→ GOAL: Could you reproduce, word for word, the stretch of the dune permit ruling from "Our inquiry is" through "the relevant factors."?

The current development of the shoreline in petitioner’s neighborhood is such that almost every other landowner has developed the same area on their property that petitioner now seeks in the present case. Thus, there may be a legitimate question as to the purpose and benefit of protecting this specific dune area when the surrounding properties have been, for the most part, developed for years. While the wisdom of the DEP’s position in this case may be questionable, such concerns are more appropriate in the context of equity (or policy) and bear little impact on the legal arguments and analysis before this tribunal.
Lastly, the ALJ determined that petitioner’s property was in a “coastal high hazard area” because it was entirely on a dune. He concluded that petitioner was not entitled to the “infill” exception to the regulations because she failed to produce “direct evidence ... that the property was ... subdivided prior to July 19, 1993.”
The ALJ’s initial decision was fully adopted by DEP in its final agency decision of April 2, 2006, which noted that
[t]he Department ... correctly addressed the full downward slope of the dune in question, from an elevation of twenty feet above sea level on the eastern boundary of the petitioner’s property to an elevation of ten feet above sea level on the western boundary in determining that the entire property was part of the primary dune system.
DEP noted that the ALJ’s initial decision “correctly interpret[ed] the definition of dune in a manner that gives weight to the qualifying words in the regulations by requiring an assessment of each property on a case-by-case basis,” striking a “balance” between “the potential economic impact to property owners against the great benefits of protecting ocean and bayfront dunes.”
DEP further concluded that “the issue of compliance with the Coastal High Hazard Rule is moot” because petitioner’s property was entirely on a dune; nevertheless, the agency determined that petitioner could not comply with the regulatory “infill” exception *613to the rule because she failed to demonstrate “the property was shown as a subdivided lot prior to July 1993.” DEP denied petitioner’s permit application and this appeal ensued.
II
In reviewing decisions of administrative agencies, “[o]ur function is to determine whether the administrative action was arbitrary, capricious or unreasonable.” Burris v. Police Dep’t, Twp. of W. Orange, 338 N.J.Super. 493, 496, 769 A.2d 1112 (App.Div.2001) (citing Henry v. Rahway State Prison, 81 N.J. 571, 580, 410 A.2d 686 (1980)). The burden of demonstrating that the agency’s action was arbitrary, capricious or unreasonable rests upon the person challenging the administrative action. McGowan v. New Jersey State Parole Bd., 347 N.J.Super. 544, 563, 790 A.2d 974 (App.Div.2002).
Our inquiry is restricted to
(1) whether the agency’s decision offends the State or Federal Constitution; (2) whether the agency’s action violates express or implied legislative policies; (3) whether the record contains substantial evidence to support the findings on which the agency based its action; and (4) whether in applying the legislative policies to the facts, the agency clearly erred in reaching a conclusion that could not reasonably have been made on a showing of the relevant factors.

→ INFORMATION SHOWN:

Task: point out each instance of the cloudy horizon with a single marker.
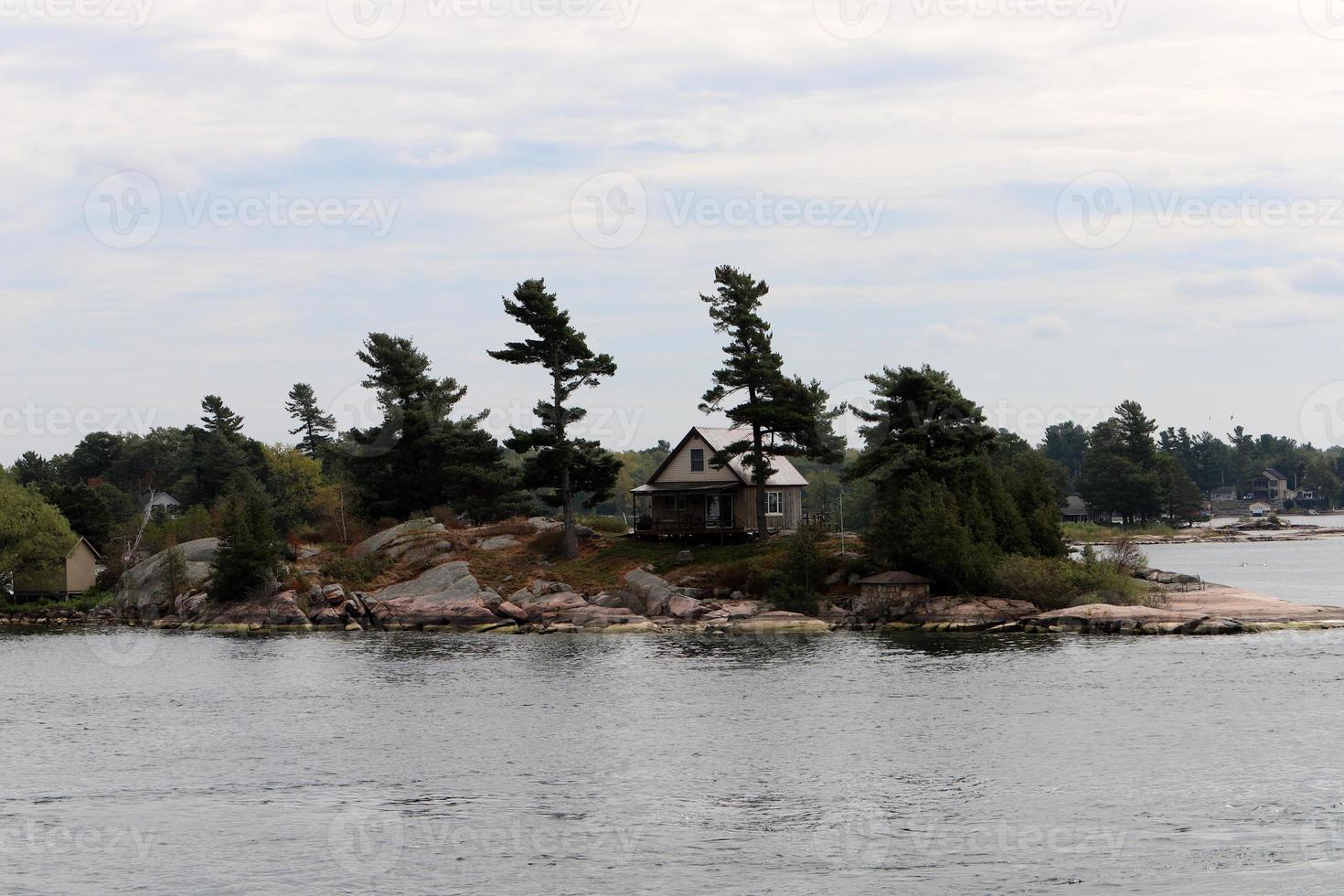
(1063, 203)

→ RESPONSE BELOW:
Our inquiry is restricted to
(1) whether the agency’s decision offends the State or Federal Constitution; (2) whether the agency’s action violates express or implied legislative policies; (3) whether the record contains substantial evidence to support the findings on which the agency based its action; and (4) whether in applying the legislative policies to the facts, the agency clearly erred in reaching a conclusion that could not reasonably have been made on a showing of the relevant factors.